Among the entries, find the lines with the string "below" and report them.

╭─ EXERCISE DATA

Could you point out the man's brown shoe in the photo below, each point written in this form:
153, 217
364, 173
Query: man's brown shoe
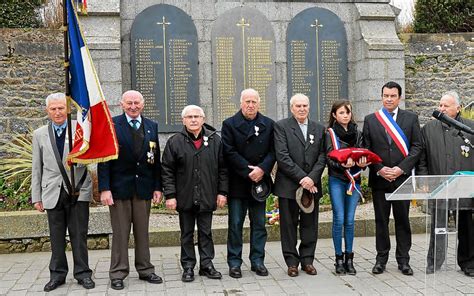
309, 269
293, 271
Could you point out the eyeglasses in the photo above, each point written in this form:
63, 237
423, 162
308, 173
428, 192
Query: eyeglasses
193, 116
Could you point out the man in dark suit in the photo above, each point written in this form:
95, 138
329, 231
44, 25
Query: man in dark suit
393, 134
127, 186
50, 191
247, 138
301, 158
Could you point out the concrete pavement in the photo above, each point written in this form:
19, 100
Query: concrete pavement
27, 273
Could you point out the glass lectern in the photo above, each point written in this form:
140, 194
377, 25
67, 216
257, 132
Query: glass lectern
440, 198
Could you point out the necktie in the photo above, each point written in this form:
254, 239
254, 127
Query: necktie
59, 131
134, 124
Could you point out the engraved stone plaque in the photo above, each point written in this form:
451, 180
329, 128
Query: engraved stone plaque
243, 56
164, 60
317, 60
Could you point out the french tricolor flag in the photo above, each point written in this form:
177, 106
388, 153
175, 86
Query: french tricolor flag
95, 139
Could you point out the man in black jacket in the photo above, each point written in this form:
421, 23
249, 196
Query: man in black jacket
301, 158
247, 138
195, 184
445, 153
394, 135
127, 185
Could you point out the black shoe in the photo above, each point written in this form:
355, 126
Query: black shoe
260, 270
116, 284
235, 272
188, 275
87, 283
405, 268
468, 271
152, 278
210, 272
339, 264
378, 268
349, 263
53, 284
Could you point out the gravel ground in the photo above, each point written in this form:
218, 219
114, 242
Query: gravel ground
364, 211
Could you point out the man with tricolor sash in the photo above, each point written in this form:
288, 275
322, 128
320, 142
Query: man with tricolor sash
394, 135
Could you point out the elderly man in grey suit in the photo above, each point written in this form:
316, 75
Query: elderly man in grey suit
301, 158
50, 188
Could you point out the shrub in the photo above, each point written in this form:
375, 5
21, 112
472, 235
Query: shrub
19, 13
443, 16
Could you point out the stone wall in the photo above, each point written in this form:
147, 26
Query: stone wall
434, 64
31, 67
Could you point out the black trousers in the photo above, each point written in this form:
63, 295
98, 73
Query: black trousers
75, 218
187, 221
290, 217
382, 209
465, 254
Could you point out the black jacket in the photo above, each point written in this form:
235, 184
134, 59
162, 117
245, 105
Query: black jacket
194, 176
376, 140
130, 175
335, 169
243, 148
298, 158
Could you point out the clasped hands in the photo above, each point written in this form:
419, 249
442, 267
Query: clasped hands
390, 174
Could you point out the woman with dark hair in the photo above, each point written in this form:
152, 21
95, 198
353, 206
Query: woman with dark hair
344, 182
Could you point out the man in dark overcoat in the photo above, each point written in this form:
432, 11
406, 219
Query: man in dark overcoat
301, 158
249, 153
195, 183
445, 153
127, 185
394, 135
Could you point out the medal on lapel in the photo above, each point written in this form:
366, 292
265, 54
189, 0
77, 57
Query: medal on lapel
465, 150
151, 154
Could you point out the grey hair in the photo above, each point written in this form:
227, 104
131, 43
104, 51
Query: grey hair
298, 96
453, 95
249, 91
192, 107
55, 97
132, 93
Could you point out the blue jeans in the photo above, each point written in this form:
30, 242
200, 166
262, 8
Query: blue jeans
258, 234
343, 213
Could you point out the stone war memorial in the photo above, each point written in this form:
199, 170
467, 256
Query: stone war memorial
206, 52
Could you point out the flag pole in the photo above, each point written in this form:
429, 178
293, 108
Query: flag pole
68, 93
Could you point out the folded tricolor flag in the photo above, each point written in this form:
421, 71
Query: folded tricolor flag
95, 139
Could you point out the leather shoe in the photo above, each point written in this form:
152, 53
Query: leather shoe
188, 275
116, 284
235, 272
152, 278
87, 283
405, 268
210, 272
293, 271
468, 271
260, 270
309, 269
378, 268
53, 284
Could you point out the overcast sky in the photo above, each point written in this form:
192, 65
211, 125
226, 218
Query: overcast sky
407, 7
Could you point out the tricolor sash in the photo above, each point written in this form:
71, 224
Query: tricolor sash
393, 130
353, 173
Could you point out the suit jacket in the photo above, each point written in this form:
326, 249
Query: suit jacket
129, 175
243, 148
46, 178
376, 140
297, 158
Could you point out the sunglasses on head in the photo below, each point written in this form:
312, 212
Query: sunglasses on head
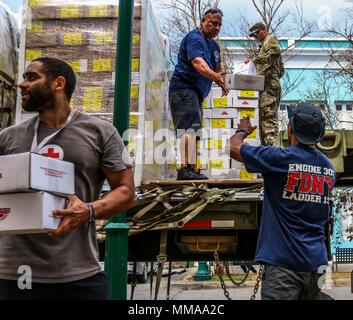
214, 10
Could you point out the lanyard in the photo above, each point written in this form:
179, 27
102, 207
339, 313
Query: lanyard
35, 147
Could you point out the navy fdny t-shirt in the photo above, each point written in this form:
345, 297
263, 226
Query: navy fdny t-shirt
185, 76
297, 184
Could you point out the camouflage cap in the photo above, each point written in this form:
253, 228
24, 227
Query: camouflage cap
256, 27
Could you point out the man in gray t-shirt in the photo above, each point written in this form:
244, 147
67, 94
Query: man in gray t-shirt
67, 258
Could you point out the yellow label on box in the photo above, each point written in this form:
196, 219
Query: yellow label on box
216, 163
72, 38
243, 174
72, 101
92, 99
2, 62
133, 119
36, 3
69, 12
32, 54
35, 26
103, 38
75, 65
98, 11
247, 112
101, 65
135, 39
247, 94
220, 102
173, 166
135, 64
134, 92
214, 143
252, 135
218, 123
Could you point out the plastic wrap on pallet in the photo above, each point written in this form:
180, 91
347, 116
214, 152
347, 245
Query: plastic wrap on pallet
84, 34
9, 43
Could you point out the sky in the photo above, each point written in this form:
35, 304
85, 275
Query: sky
320, 11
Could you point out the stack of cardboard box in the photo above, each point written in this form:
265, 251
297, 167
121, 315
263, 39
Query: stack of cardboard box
221, 119
84, 34
30, 189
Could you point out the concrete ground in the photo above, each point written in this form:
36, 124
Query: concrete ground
184, 287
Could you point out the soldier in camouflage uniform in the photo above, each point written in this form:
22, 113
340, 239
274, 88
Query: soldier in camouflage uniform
269, 63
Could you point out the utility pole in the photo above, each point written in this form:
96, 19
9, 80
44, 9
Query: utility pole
116, 251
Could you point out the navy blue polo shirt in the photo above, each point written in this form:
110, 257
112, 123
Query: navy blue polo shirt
185, 76
297, 184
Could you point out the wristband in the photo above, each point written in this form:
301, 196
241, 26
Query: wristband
91, 213
243, 130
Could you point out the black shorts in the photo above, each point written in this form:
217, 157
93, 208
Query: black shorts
186, 109
285, 284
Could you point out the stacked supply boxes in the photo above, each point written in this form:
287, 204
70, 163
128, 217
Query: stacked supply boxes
84, 34
29, 186
8, 66
221, 119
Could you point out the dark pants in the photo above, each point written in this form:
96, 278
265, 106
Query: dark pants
284, 284
95, 287
186, 109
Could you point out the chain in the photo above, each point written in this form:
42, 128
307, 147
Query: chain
257, 283
219, 272
226, 264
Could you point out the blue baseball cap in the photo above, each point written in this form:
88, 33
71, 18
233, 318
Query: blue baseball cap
308, 123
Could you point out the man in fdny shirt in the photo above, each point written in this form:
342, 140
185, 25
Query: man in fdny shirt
199, 63
298, 182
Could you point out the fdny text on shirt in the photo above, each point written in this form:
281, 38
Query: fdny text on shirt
307, 183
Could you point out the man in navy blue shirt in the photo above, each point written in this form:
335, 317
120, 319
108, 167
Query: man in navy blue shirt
199, 63
298, 182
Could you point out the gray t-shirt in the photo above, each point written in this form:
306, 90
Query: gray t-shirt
92, 145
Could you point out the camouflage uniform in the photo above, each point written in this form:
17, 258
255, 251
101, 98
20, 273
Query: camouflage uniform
270, 64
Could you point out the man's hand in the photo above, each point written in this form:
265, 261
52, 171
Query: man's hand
236, 141
76, 213
246, 124
220, 81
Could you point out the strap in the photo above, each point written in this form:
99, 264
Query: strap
35, 148
161, 259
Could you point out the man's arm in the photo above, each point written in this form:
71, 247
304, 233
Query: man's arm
272, 49
121, 198
237, 140
202, 67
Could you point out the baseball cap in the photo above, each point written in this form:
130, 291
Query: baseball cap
256, 27
214, 10
307, 122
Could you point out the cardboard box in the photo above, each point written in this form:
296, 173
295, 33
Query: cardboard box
222, 174
219, 163
247, 103
245, 82
30, 171
222, 102
17, 218
247, 94
224, 113
219, 123
244, 112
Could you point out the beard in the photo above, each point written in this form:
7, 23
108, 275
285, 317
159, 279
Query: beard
39, 99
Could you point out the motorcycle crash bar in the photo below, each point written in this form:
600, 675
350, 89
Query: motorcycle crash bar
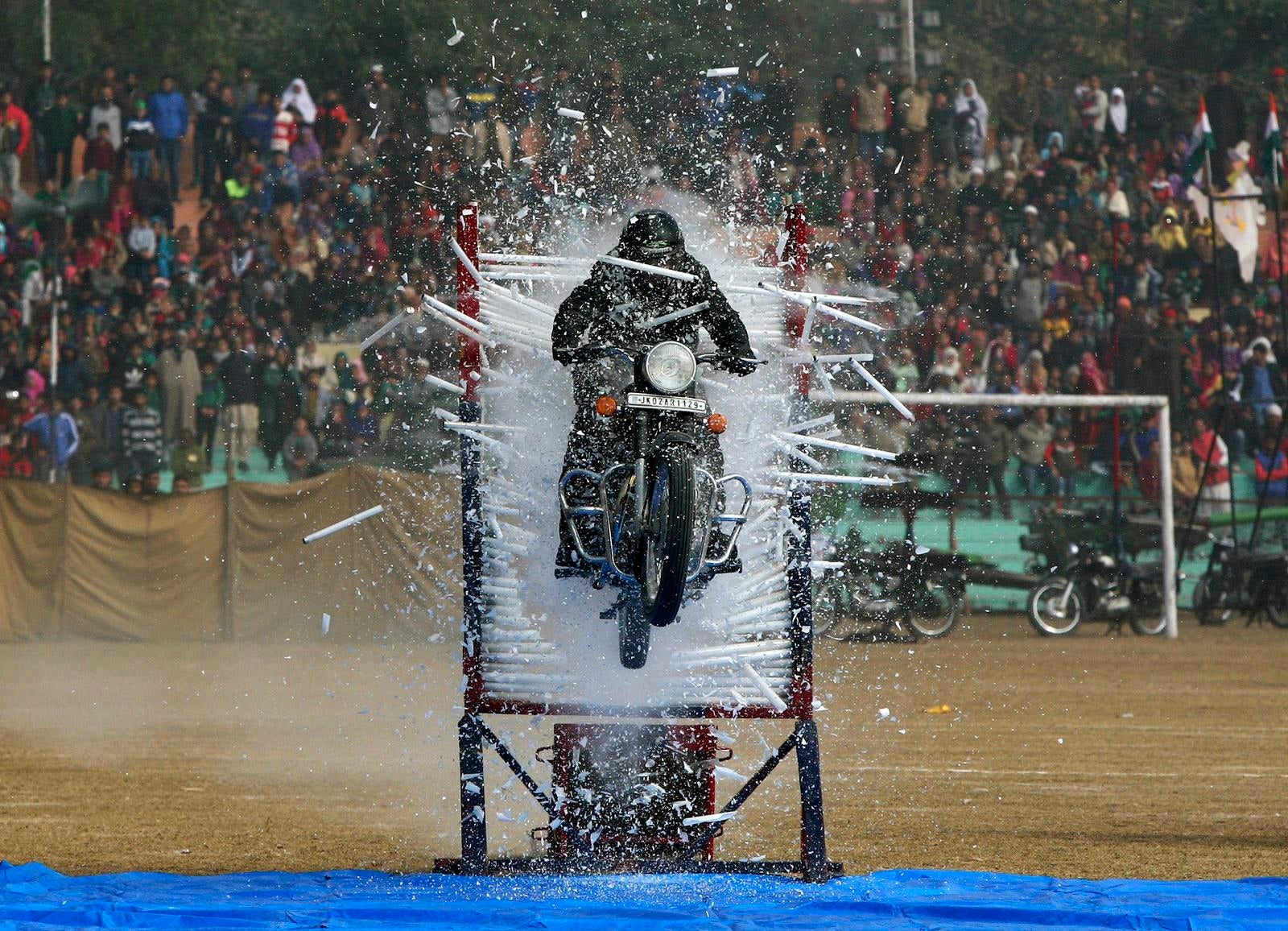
881, 482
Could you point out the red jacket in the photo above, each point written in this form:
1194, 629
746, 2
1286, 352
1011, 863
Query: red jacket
14, 119
1211, 448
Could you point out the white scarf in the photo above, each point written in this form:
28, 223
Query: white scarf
1118, 110
298, 94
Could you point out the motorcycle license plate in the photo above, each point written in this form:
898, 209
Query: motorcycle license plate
689, 405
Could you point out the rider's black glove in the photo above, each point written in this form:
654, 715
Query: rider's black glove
744, 362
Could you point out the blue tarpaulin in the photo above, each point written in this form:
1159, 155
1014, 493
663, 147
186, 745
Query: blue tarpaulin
35, 896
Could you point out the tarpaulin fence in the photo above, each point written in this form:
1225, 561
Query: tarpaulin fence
229, 564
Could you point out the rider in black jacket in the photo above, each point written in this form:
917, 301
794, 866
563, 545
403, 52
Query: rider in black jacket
609, 308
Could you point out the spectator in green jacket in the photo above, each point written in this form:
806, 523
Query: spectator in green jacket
210, 401
60, 126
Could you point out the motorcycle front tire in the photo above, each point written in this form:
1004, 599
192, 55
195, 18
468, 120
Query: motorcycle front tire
1045, 619
1210, 600
669, 532
937, 610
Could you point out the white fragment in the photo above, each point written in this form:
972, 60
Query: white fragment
345, 523
708, 819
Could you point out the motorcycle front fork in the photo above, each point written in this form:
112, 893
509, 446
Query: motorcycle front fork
1066, 596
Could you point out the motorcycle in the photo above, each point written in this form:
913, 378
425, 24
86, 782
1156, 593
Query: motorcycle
1090, 585
658, 525
1253, 583
897, 594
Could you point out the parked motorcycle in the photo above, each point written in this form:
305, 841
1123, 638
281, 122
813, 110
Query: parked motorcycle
658, 523
1253, 583
1092, 585
898, 594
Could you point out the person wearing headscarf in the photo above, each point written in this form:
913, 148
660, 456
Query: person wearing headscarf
298, 94
970, 122
1116, 128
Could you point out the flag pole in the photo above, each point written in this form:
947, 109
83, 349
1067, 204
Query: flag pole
1219, 420
1283, 326
1220, 324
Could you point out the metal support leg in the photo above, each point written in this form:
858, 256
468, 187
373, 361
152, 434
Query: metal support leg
473, 800
813, 837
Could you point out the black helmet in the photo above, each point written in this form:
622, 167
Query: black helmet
650, 236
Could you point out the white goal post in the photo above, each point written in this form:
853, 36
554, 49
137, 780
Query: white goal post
1094, 401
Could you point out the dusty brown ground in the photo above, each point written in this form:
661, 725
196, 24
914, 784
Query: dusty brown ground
1092, 756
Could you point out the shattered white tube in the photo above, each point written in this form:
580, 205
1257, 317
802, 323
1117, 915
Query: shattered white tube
345, 523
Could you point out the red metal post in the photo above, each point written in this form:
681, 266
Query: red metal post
794, 279
468, 293
472, 494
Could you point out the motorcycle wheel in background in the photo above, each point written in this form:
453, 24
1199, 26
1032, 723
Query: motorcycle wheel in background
667, 540
937, 606
832, 609
1045, 611
1210, 601
1146, 617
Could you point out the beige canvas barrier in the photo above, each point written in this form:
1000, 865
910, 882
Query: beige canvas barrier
231, 564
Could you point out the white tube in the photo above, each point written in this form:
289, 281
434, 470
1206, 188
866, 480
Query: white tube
811, 424
805, 297
850, 319
532, 259
464, 330
444, 386
720, 815
394, 323
465, 259
455, 313
886, 392
345, 523
796, 454
880, 482
841, 446
1167, 521
652, 270
774, 699
673, 317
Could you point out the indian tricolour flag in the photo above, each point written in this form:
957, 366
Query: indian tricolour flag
1204, 143
1273, 159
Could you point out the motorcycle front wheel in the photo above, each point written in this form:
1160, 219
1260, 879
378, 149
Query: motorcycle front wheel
1146, 617
937, 606
669, 525
1045, 611
1210, 600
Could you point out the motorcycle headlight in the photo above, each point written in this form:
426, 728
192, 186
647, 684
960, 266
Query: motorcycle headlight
670, 366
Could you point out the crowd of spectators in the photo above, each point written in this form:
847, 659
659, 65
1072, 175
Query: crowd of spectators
1037, 235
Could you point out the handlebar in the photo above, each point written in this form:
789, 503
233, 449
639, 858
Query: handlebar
590, 354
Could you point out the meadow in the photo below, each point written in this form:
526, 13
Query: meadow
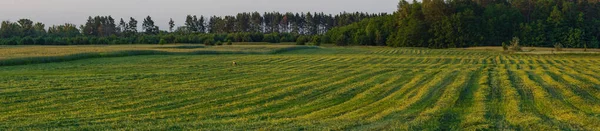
287, 87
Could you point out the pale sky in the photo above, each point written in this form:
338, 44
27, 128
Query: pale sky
52, 12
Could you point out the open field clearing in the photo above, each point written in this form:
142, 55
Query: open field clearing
329, 88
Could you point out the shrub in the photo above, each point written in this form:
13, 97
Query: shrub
162, 41
558, 47
208, 42
301, 40
316, 41
514, 45
504, 46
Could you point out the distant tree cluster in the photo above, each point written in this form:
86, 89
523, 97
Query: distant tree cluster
465, 23
271, 27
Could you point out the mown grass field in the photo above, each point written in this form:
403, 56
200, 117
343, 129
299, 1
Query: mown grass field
329, 88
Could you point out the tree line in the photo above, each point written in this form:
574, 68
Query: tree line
244, 27
466, 23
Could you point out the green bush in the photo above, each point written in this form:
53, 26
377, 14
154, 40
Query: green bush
208, 42
301, 40
316, 41
162, 41
558, 47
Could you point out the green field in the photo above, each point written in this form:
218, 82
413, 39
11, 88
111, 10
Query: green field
327, 88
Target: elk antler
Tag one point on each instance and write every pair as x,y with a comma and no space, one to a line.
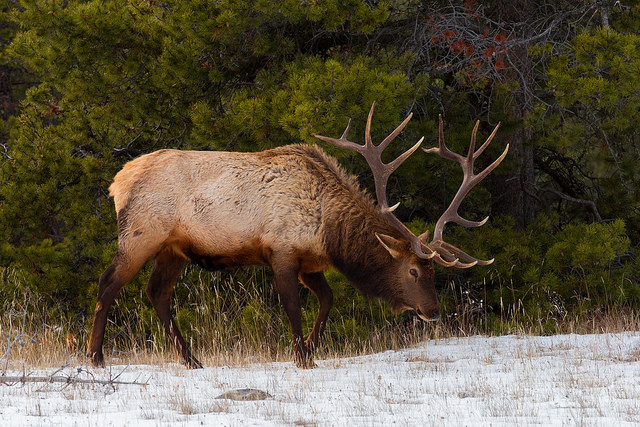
444,249
381,173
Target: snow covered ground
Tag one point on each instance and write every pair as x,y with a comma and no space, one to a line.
511,380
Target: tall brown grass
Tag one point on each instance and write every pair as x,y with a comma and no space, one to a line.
221,331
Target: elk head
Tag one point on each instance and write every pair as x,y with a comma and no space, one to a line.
413,256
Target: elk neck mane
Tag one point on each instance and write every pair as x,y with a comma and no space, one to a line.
350,220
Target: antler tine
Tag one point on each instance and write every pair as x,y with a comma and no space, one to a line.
381,172
446,250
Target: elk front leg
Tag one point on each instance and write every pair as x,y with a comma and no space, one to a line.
121,270
317,283
165,273
286,282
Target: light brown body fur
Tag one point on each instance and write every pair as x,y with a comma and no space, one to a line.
291,208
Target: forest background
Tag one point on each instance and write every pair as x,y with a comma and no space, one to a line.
86,86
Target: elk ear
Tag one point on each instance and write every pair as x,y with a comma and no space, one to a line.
390,244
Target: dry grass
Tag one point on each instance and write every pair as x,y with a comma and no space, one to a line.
222,334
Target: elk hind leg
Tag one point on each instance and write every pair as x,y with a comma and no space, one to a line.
317,283
165,273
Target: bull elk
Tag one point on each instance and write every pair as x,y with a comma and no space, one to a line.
291,208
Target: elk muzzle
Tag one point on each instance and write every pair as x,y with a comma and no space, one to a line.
430,314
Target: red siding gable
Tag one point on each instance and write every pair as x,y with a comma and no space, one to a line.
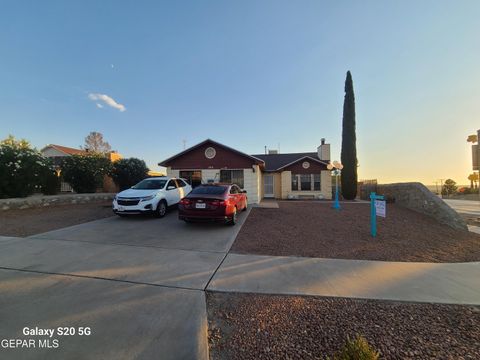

╰─

→ EXPECTED ANSWER:
Could you point out the man's brown shoe in the photo below, each point written in this form:
Could you point out the sunglasses on head in the photo below, each point written in this form:
Could you point out the motorcycle crash bar in the photo below, each point written in this form:
Could you point out the meadow in the photo below, each point written in this form:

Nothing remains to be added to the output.